Data entries
______
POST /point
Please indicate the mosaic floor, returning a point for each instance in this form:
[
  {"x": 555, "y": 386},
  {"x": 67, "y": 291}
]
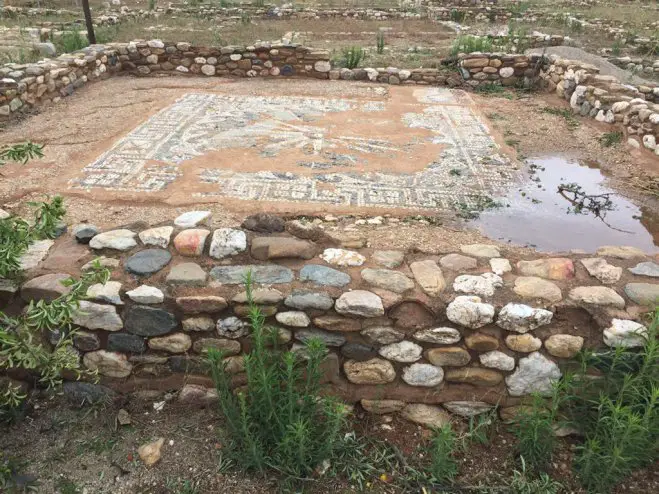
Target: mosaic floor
[{"x": 429, "y": 152}]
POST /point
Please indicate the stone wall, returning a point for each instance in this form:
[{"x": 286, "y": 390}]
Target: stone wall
[
  {"x": 606, "y": 99},
  {"x": 469, "y": 329}
]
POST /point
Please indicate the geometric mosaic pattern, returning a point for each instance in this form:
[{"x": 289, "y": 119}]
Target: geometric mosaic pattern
[{"x": 333, "y": 166}]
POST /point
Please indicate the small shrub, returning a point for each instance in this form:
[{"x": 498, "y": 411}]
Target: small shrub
[
  {"x": 618, "y": 414},
  {"x": 71, "y": 41},
  {"x": 279, "y": 421},
  {"x": 609, "y": 139},
  {"x": 470, "y": 44},
  {"x": 353, "y": 56},
  {"x": 443, "y": 466},
  {"x": 457, "y": 15},
  {"x": 21, "y": 152},
  {"x": 380, "y": 42}
]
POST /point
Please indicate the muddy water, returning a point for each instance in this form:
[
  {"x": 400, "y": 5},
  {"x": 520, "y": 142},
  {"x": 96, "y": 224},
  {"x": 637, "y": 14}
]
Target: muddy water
[{"x": 540, "y": 217}]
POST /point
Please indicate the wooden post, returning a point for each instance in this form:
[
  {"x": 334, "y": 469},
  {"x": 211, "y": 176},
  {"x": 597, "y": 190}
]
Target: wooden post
[{"x": 88, "y": 21}]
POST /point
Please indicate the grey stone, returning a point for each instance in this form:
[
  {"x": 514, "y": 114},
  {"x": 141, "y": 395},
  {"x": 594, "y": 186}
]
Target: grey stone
[
  {"x": 358, "y": 352},
  {"x": 232, "y": 327},
  {"x": 97, "y": 316},
  {"x": 84, "y": 232},
  {"x": 125, "y": 342},
  {"x": 534, "y": 374},
  {"x": 143, "y": 320},
  {"x": 646, "y": 269},
  {"x": 187, "y": 273},
  {"x": 467, "y": 408},
  {"x": 262, "y": 274},
  {"x": 327, "y": 337},
  {"x": 643, "y": 293},
  {"x": 386, "y": 279},
  {"x": 147, "y": 262},
  {"x": 323, "y": 275},
  {"x": 304, "y": 299},
  {"x": 403, "y": 351}
]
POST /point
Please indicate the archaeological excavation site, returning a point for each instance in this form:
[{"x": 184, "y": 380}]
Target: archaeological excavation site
[{"x": 329, "y": 246}]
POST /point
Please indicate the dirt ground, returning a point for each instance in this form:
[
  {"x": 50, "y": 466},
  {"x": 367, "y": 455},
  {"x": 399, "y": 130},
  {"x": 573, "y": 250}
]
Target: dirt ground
[
  {"x": 78, "y": 128},
  {"x": 85, "y": 450}
]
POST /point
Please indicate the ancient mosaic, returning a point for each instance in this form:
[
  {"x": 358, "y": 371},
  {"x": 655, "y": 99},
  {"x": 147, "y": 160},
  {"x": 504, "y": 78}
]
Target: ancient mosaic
[{"x": 334, "y": 168}]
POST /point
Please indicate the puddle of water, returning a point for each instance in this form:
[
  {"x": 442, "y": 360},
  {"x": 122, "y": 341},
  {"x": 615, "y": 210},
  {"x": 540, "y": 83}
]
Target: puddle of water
[{"x": 548, "y": 226}]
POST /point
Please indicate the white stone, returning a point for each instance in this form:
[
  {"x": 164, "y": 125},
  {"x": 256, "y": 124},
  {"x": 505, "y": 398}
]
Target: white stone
[
  {"x": 534, "y": 374},
  {"x": 481, "y": 250},
  {"x": 403, "y": 351},
  {"x": 190, "y": 219},
  {"x": 500, "y": 266},
  {"x": 522, "y": 318},
  {"x": 625, "y": 333},
  {"x": 208, "y": 70},
  {"x": 442, "y": 336},
  {"x": 145, "y": 294},
  {"x": 227, "y": 242},
  {"x": 108, "y": 292},
  {"x": 294, "y": 318},
  {"x": 649, "y": 141},
  {"x": 506, "y": 72},
  {"x": 97, "y": 316},
  {"x": 114, "y": 239},
  {"x": 322, "y": 66},
  {"x": 483, "y": 285},
  {"x": 497, "y": 360},
  {"x": 158, "y": 236},
  {"x": 423, "y": 375},
  {"x": 341, "y": 257},
  {"x": 602, "y": 270},
  {"x": 470, "y": 312}
]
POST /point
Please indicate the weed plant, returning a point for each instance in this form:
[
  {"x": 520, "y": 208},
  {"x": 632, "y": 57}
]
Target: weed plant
[
  {"x": 353, "y": 56},
  {"x": 278, "y": 421}
]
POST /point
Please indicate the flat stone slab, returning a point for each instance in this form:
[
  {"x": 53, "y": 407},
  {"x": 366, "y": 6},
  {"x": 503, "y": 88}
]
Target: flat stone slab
[
  {"x": 286, "y": 148},
  {"x": 147, "y": 262},
  {"x": 264, "y": 274}
]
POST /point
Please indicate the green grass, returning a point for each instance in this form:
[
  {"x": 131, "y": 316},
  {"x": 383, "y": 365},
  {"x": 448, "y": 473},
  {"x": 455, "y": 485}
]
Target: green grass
[
  {"x": 565, "y": 113},
  {"x": 609, "y": 139},
  {"x": 470, "y": 44}
]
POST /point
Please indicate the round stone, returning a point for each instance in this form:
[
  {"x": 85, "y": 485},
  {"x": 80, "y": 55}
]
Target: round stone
[{"x": 147, "y": 262}]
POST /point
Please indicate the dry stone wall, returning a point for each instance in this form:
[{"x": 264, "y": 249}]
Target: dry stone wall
[{"x": 405, "y": 331}]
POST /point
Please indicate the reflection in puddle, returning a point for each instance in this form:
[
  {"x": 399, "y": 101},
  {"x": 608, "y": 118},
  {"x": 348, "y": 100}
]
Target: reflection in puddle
[{"x": 541, "y": 217}]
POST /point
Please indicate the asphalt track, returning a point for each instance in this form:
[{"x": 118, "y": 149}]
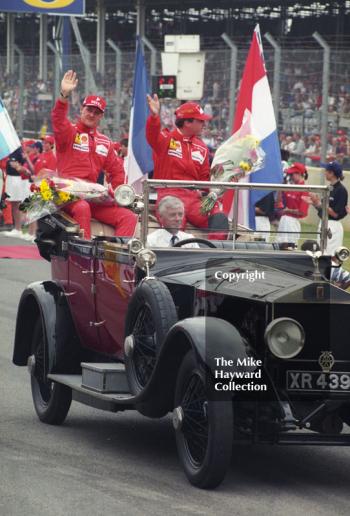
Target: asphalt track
[{"x": 98, "y": 463}]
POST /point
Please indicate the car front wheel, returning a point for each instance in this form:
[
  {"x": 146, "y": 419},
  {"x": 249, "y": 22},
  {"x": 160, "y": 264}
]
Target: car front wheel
[
  {"x": 51, "y": 400},
  {"x": 203, "y": 427}
]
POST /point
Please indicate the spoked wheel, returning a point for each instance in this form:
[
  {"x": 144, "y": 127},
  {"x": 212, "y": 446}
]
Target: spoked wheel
[
  {"x": 51, "y": 400},
  {"x": 151, "y": 313},
  {"x": 204, "y": 428}
]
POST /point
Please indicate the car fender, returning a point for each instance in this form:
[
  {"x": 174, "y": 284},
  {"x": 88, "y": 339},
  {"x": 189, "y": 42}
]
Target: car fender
[
  {"x": 45, "y": 299},
  {"x": 208, "y": 337}
]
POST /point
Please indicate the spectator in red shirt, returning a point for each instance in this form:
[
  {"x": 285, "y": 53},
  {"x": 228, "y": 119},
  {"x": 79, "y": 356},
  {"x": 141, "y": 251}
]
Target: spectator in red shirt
[
  {"x": 295, "y": 206},
  {"x": 181, "y": 154},
  {"x": 46, "y": 161},
  {"x": 82, "y": 152}
]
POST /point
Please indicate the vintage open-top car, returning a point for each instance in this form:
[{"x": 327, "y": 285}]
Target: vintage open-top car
[{"x": 242, "y": 340}]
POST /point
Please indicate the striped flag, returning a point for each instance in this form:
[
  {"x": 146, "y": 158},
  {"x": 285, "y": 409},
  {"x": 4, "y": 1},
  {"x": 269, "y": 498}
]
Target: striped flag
[
  {"x": 255, "y": 97},
  {"x": 140, "y": 161},
  {"x": 9, "y": 140}
]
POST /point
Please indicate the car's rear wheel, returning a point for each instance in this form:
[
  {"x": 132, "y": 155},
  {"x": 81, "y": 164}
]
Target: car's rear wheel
[
  {"x": 203, "y": 428},
  {"x": 151, "y": 313},
  {"x": 51, "y": 400}
]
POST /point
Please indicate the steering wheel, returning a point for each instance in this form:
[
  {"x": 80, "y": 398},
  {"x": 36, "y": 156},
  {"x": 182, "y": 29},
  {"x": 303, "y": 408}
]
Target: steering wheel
[{"x": 180, "y": 243}]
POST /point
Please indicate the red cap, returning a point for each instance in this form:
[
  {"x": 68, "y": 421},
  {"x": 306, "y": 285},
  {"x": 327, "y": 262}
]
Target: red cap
[
  {"x": 297, "y": 168},
  {"x": 96, "y": 101},
  {"x": 26, "y": 143},
  {"x": 191, "y": 110},
  {"x": 49, "y": 139}
]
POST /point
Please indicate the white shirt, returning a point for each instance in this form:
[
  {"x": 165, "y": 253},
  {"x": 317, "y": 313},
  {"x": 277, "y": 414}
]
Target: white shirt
[{"x": 162, "y": 238}]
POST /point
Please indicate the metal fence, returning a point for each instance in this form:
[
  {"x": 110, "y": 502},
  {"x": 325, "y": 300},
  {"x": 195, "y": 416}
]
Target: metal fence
[{"x": 300, "y": 81}]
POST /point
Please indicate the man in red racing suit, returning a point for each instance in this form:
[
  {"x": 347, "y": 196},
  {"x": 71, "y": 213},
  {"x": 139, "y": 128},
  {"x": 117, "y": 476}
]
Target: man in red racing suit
[
  {"x": 82, "y": 152},
  {"x": 180, "y": 154}
]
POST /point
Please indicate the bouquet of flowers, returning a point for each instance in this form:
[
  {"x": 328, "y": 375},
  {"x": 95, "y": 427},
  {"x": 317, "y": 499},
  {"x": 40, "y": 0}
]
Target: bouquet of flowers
[
  {"x": 53, "y": 193},
  {"x": 237, "y": 157}
]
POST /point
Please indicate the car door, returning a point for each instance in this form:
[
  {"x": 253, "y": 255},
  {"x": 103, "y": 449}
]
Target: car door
[
  {"x": 81, "y": 291},
  {"x": 114, "y": 279}
]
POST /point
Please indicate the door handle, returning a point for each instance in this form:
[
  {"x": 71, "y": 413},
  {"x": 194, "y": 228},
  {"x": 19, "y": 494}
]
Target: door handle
[
  {"x": 97, "y": 324},
  {"x": 67, "y": 294}
]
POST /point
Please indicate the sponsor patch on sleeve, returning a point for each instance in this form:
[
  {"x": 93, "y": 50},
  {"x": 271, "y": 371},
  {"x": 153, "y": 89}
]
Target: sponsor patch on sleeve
[{"x": 102, "y": 150}]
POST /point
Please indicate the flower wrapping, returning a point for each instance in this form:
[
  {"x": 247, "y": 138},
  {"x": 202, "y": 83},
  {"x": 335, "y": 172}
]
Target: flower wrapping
[
  {"x": 236, "y": 158},
  {"x": 50, "y": 194}
]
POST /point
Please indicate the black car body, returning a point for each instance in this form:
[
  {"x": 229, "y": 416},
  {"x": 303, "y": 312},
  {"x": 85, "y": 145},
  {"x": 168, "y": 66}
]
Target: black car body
[{"x": 246, "y": 341}]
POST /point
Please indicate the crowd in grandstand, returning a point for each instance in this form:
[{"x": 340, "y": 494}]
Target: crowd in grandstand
[{"x": 299, "y": 113}]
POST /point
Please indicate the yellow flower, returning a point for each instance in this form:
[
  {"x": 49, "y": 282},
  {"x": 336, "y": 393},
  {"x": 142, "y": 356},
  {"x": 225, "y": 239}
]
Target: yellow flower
[
  {"x": 47, "y": 195},
  {"x": 44, "y": 186},
  {"x": 245, "y": 166},
  {"x": 63, "y": 197}
]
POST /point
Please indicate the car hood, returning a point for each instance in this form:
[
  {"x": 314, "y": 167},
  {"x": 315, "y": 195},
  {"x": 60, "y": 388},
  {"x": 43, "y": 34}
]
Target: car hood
[{"x": 257, "y": 276}]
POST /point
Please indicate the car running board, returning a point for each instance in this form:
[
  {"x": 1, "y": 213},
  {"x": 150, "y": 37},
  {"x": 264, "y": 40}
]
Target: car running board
[{"x": 102, "y": 386}]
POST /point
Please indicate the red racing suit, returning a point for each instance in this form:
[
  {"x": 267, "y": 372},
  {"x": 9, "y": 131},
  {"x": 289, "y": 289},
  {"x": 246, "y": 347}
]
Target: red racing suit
[
  {"x": 180, "y": 157},
  {"x": 46, "y": 160},
  {"x": 82, "y": 153}
]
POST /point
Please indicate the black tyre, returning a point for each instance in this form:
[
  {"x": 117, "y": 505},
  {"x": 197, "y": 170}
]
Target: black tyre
[
  {"x": 203, "y": 428},
  {"x": 51, "y": 400},
  {"x": 151, "y": 313}
]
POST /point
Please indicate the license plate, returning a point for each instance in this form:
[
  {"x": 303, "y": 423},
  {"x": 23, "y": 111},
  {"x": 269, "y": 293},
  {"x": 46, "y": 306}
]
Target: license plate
[{"x": 318, "y": 382}]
______
REQUIRED WORK =>
Report each line in the entries above that contains the string "steering", copying those lines verbatim.

WRITTEN RESPONSE =>
Please indicate the steering wheel, returning a point for each instance in this form:
Target: steering wheel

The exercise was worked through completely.